*** DATA RECORDS Section Begins ***
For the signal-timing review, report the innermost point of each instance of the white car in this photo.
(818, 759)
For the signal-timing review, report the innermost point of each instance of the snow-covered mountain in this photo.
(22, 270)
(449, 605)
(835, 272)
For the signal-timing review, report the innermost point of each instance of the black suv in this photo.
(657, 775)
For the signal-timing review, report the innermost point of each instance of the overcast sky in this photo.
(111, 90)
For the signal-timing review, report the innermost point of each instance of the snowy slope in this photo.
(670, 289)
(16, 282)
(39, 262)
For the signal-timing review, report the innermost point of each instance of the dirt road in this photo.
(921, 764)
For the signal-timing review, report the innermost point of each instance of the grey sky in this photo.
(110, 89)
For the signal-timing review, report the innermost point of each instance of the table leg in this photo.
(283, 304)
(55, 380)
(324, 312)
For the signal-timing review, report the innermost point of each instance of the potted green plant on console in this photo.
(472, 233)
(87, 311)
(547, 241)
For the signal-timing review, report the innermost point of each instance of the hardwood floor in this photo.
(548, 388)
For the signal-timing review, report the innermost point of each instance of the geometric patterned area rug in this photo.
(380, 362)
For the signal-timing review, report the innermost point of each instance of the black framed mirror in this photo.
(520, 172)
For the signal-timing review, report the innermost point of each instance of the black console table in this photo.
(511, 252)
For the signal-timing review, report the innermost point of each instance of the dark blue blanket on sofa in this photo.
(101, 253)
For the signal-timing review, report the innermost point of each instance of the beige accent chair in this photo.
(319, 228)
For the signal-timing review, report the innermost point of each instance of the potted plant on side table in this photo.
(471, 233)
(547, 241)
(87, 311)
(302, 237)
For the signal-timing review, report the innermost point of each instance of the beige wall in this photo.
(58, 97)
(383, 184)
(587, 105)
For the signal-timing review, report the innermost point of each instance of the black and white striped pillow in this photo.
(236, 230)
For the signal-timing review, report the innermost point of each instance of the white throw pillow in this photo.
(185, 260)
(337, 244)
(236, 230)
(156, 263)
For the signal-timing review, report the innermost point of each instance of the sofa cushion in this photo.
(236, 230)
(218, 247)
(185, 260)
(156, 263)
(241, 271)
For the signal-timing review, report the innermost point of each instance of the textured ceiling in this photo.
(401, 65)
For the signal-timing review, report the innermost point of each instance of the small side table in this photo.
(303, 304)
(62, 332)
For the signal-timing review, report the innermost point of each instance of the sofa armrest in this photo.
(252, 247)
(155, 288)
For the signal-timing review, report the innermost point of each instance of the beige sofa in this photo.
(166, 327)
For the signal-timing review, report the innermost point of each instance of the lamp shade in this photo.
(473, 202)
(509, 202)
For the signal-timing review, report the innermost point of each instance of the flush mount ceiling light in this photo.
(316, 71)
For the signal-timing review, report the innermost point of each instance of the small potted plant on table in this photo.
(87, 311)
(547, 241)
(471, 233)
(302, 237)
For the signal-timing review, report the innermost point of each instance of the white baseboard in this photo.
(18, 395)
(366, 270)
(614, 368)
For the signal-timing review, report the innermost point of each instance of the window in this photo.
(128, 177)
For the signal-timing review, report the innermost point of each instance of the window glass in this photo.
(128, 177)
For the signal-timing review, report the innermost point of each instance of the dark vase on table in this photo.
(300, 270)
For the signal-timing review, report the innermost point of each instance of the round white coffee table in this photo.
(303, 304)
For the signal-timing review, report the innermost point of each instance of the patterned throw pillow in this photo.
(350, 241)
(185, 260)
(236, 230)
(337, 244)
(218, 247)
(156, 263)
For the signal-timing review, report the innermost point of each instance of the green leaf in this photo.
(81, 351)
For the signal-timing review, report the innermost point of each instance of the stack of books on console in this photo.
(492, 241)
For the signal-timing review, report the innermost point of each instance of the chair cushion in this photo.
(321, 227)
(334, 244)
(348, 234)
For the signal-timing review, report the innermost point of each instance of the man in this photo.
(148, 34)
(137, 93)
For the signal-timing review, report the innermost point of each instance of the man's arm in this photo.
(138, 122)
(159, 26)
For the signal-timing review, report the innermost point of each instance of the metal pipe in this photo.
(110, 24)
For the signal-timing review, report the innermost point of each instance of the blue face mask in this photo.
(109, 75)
*** DATA RECORDS Section Ends ***
● **INSTRUCTIONS FOR THE TASK**
Repeat every record, keeping each word and mark exactly as it is.

● **REPLY TO THE TASK**
For the signal-timing review, report the innermost point of each instance of the white car in this photo.
(818, 759)
For the signal-timing review, report the innermost point of each instance of the snow-covered mountain in this photo.
(22, 270)
(449, 605)
(835, 272)
For the signal-timing review, report the innermost point of each instance of the black suv in this photo.
(657, 775)
For the signal-timing review, report the innermost point of each instance of the overcast sky in this photo.
(111, 90)
For the signal-timing review, report the innermost point of each instance of the snowy slope in this photo.
(670, 289)
(16, 282)
(39, 262)
For the signal-timing review, report the innermost point of each instance of the dirt road in this photo.
(921, 764)
For the signal-timing review, report the innermost point of each instance of the grey sky in this photo.
(110, 89)
For the signal-timing review, report the innermost point of each instance of the table leg in this photo.
(283, 304)
(55, 380)
(324, 312)
For the signal-timing review, report the innermost point of each instance of the potted green plant on console in this photo.
(472, 233)
(87, 311)
(547, 241)
For the signal-timing review, report the innermost point of each instance of the hardwood floor in this photo.
(548, 388)
For the signal-timing review, report the innermost point of each instance of the geometric patterned area rug in this photo.
(380, 362)
For the signal-timing review, report the innermost point of each instance of the black framed mirror in this photo.
(520, 172)
For the signal-timing review, report the innermost point of each instance of the black console table in this photo.
(511, 252)
For the signal-timing review, report the innermost point of each instance of the dark blue blanket on sofa in this photo.
(101, 253)
For the signal-timing review, report the innermost point of each instance of the beige accent chair in this photo.
(319, 228)
For the signal-timing review, report the innermost point of each instance of the potted plant on side table in this photo.
(471, 233)
(547, 241)
(87, 311)
(302, 237)
For the signal-timing review, report the innermost point of each instance of the beige wall in this photo.
(58, 97)
(383, 184)
(587, 105)
For the signal-timing review, report the innermost point of each instance of the black and white striped pillow in this photo.
(236, 230)
For the signal-timing review, report the innermost point of each instance of the white throw pillow in this photo.
(185, 260)
(337, 244)
(236, 230)
(156, 263)
For the signal-timing review, report the innermost point of each instance of the sofa cushion in this photo.
(236, 230)
(218, 247)
(185, 260)
(156, 263)
(241, 271)
For the signal-timing review, report the innermost point of each instance of the textured ceiling in this photo.
(401, 65)
For the signal-timing review, report the innermost point of each instance of the small side table in this photo.
(303, 304)
(62, 332)
For the signal-timing review, report the innermost point of each instance of the sofa armrest in this photo.
(252, 247)
(155, 288)
For the signal-timing review, report the innermost point of each instance of the beige sofa in this photo.
(166, 327)
For the signal-timing review, report the innermost point of each instance of the lamp shade in this photo.
(473, 202)
(509, 202)
For the signal-timing review, report the innermost point of each instance of the flush mount ceiling light in this photo.
(316, 71)
For the signal-timing review, report the innermost point of each instance of the small potted plant on table in this photo.
(87, 311)
(547, 241)
(471, 233)
(302, 237)
For the signal-timing review, report the innermost point of each instance of the white baseboard in this photo.
(18, 395)
(366, 270)
(614, 368)
For the signal-timing review, report the innermost point of each instance of the window in this photo.
(128, 177)
For the signal-timing review, report the innermost point of each instance of the window glass in this photo.
(128, 177)
For the signal-timing review, report the innermost point of each instance of the dark vase on table in this photo.
(300, 270)
For the signal-timing review, report the innermost point of each instance of the round white coffee table in this photo.
(303, 304)
For the signal-timing review, report the innermost point of each instance of the patterned throw pillow in this photo.
(350, 241)
(185, 260)
(236, 230)
(337, 244)
(218, 247)
(156, 263)
For the signal-timing review, report the innermost point of each instance of the green leaf in this photo.
(81, 351)
For the signal-timing review, report the innermost point of each instance of the stack of books on console in this photo.
(492, 241)
For the signal-timing review, report the innermost point of each instance of the chair cushion in this photo.
(321, 227)
(334, 244)
(348, 234)
For the signal-timing review, report the innermost point of each instance of the man in this photo.
(148, 34)
(137, 93)
For the signal-timing review, report the innermost point of each instance of the man's arm in this photo.
(138, 122)
(159, 26)
For the signal-timing review, report the innermost point of each instance of the metal pipe in this photo.
(110, 24)
For the signal-timing review, report the innermost point of each instance of the blue face mask in this photo.
(109, 75)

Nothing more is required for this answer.